Yang, who was speaking at an event at the Brussels Press Club, insisted that "China's development will contribute to China-EU strategic partnership."
In the coming years, China "will actively promote international cooperation" and "continue to take an active part in reforming and developing the global governance system," says the resolution on the communist party's report adopted by the 19th party congress.
"For the first time", the report itself "mentions the balance in great power relationships," political scientist Song Xinning noted at the event.
"The EU is not mentioned, but everyone knows that great powers are the EU and the US," Song, who is director of the Confucius Institute at Vrije Universiteit Brussels, told EUobserver.
He said that China's insistence on balanced relationships and "more equality" between powers was "good news for the EU."
"The question is: how to define 'balanced relationship'," he added.
Song said that when it comes to its relations with the EU, the "economy is still the priority."

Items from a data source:
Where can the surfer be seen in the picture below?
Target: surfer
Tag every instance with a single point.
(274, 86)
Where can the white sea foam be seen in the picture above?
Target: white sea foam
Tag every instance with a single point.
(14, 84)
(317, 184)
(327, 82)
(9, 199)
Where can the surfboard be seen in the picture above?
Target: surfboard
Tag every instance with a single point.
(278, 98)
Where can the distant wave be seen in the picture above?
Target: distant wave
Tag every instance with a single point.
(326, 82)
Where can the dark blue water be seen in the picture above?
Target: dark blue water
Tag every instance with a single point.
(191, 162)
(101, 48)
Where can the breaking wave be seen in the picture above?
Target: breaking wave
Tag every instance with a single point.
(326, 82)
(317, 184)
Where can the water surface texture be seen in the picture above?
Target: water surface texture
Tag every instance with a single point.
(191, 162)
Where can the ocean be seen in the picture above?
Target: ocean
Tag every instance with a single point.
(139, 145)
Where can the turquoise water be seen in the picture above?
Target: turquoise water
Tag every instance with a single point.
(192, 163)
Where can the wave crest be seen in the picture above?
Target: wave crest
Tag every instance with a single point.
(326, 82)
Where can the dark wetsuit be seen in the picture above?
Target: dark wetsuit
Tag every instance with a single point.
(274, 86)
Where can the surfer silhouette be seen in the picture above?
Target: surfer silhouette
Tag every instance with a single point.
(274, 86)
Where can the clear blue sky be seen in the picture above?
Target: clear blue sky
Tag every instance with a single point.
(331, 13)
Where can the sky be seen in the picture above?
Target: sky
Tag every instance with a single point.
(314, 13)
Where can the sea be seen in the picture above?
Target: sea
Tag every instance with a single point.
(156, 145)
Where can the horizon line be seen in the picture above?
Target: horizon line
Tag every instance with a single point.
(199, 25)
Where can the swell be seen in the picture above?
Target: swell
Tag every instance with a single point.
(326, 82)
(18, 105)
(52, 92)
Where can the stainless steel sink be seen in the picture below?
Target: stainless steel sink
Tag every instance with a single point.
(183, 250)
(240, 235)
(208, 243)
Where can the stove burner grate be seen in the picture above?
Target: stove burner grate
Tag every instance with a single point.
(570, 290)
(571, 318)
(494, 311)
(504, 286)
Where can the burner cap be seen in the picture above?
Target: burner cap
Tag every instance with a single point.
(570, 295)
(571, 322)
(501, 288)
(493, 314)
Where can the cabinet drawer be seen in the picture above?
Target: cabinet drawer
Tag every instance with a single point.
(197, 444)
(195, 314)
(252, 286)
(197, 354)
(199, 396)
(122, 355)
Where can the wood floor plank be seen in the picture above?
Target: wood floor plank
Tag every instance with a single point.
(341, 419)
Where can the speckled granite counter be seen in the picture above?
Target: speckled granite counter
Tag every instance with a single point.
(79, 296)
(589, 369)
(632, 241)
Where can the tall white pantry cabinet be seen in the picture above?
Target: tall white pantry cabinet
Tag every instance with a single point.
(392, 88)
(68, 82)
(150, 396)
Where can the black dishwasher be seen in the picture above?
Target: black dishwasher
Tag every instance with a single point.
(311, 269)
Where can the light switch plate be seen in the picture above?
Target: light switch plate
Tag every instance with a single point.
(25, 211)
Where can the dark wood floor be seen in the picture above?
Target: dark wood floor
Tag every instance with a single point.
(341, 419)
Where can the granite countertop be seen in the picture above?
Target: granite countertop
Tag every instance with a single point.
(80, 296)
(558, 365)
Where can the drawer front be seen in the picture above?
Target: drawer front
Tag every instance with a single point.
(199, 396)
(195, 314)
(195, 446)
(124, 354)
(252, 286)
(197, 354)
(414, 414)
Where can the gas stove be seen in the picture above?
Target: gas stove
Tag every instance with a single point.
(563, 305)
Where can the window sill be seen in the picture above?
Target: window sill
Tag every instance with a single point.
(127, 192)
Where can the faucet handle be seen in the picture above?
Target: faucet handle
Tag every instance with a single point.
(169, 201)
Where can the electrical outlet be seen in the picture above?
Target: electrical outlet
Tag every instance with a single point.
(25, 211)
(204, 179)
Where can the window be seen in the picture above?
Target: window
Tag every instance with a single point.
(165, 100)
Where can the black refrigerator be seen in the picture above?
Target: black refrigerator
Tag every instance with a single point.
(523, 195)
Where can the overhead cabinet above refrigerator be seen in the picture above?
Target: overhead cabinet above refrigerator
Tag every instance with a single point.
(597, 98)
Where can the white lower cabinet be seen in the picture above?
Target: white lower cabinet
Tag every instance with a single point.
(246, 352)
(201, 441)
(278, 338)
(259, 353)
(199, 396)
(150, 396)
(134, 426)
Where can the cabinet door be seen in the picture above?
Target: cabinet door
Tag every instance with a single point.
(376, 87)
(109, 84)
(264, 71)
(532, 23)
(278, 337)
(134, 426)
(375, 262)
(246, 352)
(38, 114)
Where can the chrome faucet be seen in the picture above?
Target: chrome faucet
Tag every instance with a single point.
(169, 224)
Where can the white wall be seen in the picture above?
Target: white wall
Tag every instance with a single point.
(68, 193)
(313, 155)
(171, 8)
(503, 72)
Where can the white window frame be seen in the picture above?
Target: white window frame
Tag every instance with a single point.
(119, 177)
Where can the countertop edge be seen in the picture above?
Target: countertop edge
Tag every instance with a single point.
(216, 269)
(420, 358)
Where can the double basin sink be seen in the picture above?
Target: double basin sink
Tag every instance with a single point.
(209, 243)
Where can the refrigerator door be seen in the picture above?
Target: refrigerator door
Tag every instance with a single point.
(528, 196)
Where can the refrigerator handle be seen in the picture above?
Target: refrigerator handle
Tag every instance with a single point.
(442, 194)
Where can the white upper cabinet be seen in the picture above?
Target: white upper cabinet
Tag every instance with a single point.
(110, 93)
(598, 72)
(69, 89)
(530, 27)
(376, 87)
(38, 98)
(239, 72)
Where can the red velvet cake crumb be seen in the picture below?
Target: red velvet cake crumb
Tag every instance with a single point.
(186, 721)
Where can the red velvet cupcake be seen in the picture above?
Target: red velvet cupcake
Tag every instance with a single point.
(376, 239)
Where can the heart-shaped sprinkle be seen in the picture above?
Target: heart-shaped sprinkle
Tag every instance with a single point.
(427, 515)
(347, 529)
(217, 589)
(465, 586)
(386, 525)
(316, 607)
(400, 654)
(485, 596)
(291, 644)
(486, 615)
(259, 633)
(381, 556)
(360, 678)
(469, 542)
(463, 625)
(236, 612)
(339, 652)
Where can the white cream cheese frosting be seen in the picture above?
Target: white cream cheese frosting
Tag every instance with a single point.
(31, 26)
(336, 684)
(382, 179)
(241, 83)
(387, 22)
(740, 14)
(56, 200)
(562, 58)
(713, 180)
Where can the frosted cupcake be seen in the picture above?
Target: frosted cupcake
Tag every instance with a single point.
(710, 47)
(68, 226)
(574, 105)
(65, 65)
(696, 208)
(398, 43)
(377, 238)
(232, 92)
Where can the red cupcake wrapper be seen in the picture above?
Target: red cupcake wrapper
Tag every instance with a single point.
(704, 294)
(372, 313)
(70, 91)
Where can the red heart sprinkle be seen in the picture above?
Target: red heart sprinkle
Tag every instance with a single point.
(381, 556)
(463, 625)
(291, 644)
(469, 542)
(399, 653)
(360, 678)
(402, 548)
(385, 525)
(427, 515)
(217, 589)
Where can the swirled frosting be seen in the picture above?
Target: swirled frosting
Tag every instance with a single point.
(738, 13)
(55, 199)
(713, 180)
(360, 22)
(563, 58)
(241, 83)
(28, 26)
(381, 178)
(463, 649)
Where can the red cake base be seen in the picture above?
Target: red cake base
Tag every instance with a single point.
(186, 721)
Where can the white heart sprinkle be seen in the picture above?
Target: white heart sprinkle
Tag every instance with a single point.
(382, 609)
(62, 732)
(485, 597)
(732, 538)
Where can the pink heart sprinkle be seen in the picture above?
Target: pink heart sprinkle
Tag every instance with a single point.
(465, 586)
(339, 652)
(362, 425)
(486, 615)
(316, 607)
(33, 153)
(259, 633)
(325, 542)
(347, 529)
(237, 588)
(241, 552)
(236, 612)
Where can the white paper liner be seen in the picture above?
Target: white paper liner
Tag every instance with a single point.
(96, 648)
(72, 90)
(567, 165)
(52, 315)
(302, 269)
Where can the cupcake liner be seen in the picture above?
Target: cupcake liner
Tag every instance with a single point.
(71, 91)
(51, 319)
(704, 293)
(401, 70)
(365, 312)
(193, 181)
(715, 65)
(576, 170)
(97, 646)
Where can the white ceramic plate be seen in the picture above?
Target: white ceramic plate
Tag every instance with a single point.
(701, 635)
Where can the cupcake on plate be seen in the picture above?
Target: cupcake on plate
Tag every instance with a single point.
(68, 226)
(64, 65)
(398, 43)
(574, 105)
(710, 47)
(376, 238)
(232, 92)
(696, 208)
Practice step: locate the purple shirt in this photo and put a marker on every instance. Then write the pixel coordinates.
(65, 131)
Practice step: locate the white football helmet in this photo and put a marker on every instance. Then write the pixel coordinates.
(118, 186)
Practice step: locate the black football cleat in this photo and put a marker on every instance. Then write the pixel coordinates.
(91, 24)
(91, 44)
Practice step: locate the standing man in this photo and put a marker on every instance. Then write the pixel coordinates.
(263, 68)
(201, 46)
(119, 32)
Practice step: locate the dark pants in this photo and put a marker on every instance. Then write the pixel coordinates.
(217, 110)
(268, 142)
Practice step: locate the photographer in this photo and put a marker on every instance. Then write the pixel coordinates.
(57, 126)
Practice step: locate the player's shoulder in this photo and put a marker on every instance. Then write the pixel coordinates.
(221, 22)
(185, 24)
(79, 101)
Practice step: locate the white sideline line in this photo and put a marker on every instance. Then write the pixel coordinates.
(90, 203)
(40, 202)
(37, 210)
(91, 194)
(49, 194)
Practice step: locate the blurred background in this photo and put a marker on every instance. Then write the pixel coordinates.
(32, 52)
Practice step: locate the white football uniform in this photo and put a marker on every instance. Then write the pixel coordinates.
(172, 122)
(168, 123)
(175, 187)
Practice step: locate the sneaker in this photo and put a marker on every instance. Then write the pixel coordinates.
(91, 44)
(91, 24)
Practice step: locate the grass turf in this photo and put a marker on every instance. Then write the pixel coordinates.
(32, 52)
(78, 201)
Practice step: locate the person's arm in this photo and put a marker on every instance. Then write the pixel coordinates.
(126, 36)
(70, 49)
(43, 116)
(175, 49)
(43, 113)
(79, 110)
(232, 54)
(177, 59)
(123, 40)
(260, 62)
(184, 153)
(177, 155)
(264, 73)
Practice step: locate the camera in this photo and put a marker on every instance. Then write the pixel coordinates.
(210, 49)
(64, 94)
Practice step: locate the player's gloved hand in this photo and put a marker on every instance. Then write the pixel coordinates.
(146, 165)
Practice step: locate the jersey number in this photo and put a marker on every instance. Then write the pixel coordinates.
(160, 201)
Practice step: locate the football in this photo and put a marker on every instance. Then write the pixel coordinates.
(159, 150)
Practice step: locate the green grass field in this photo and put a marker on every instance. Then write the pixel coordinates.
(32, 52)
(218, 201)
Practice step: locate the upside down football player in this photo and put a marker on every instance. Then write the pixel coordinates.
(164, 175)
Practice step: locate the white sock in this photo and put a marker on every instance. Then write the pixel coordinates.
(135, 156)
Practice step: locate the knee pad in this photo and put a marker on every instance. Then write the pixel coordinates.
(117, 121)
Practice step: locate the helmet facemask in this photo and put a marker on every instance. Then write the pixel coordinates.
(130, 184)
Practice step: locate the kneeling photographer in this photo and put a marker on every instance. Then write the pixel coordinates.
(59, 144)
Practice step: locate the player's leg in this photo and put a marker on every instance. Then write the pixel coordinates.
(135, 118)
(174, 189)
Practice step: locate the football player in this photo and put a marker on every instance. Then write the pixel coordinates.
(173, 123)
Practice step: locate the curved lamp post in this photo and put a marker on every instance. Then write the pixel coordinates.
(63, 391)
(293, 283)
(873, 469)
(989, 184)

Required action: In the article on China-EU relations, Song says the party report's mention of balance among great powers concerns the EU, even though the report does not name the EU. In one to three sentences, explain why he links the two.

Exercise output: Song says that the EU is not mentioned, "but everyone knows that great powers are the EU and the US." So he reads the report's reference to balance in great power relationships as covering the EU.